**Your instructions**
Copy out all the material below, replacing "photograph" with "image" wherever it occurs and keeping every other character the same.

— begin Exercise material —

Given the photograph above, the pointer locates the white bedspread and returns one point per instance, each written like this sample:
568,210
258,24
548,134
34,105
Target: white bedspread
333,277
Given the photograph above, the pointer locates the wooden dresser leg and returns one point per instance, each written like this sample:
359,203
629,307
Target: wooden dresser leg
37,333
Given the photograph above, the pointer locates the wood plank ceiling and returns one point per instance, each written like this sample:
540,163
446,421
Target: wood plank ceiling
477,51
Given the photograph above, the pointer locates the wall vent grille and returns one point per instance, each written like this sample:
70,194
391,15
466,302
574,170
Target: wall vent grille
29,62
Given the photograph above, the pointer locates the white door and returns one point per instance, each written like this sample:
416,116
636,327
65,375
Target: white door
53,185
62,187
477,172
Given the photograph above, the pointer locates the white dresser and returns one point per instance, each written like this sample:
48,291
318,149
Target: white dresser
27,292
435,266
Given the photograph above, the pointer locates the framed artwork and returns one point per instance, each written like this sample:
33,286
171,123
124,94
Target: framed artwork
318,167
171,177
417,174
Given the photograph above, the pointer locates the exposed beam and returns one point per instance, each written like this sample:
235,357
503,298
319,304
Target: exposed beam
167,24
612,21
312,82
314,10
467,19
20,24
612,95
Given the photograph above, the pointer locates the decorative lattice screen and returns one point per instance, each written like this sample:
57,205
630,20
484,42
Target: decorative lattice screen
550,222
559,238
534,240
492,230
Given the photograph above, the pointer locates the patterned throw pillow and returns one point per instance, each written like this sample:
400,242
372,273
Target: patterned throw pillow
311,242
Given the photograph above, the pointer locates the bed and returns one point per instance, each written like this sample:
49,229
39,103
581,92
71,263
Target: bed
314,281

— end Exercise material —

**Expected output**
Given the image above, the pointer locates the white bedspread and returns one point per instance, each written like this sample:
568,210
258,24
548,134
34,105
Target: white bedspread
333,277
Given the image above, the pointer locates the wooden dresser leg and returns one point per instance, each written like this sample:
359,203
629,307
Target: wooden dresser leg
37,333
Given the image above, the pointer locates the wood plank ceiling and returns one point per instance, each written like this sample:
540,163
446,421
Target: wood plank ceiling
477,51
Given the image above, the pointer locates the wall vent grille and returns one point per instance, each written like this sample:
70,194
391,15
466,302
574,170
Target: wall vent grille
29,62
Given the image above, the pointer locates the white door and returns one point per instance, each written like this sample:
416,116
636,327
65,375
Target: white door
53,185
62,187
477,172
Given the image above, the pointer locates the white dresser and returns one point per instance, each written like this sample:
48,291
318,149
Target: white dresser
27,292
435,266
Given the image above, the pointer locates the framed artwork and returns one point per instance, each written like this sample:
33,286
171,123
124,94
Target: framed artwork
318,167
171,177
417,174
Given the image above, the pointer locates the exposed beam and returns one point per instance, each written like this sample:
235,357
503,298
319,304
Target: exposed beam
167,24
612,21
312,82
314,10
467,19
20,24
612,95
Given the image above, the pointer locates the decorative lattice screen and returns one point per instance, each written like this sample:
57,205
630,20
484,42
Target: decorative lattice screen
550,222
559,238
534,240
492,230
Given the image above, the pointer locates the patterned throw pillow and returns one point per instance, each written like this sample:
400,242
372,273
Target: patterned throw pillow
311,242
Given the image above, the pointer locates the bed and returns one point per instance, each written like this sample:
49,229
39,103
581,92
71,263
Target: bed
314,281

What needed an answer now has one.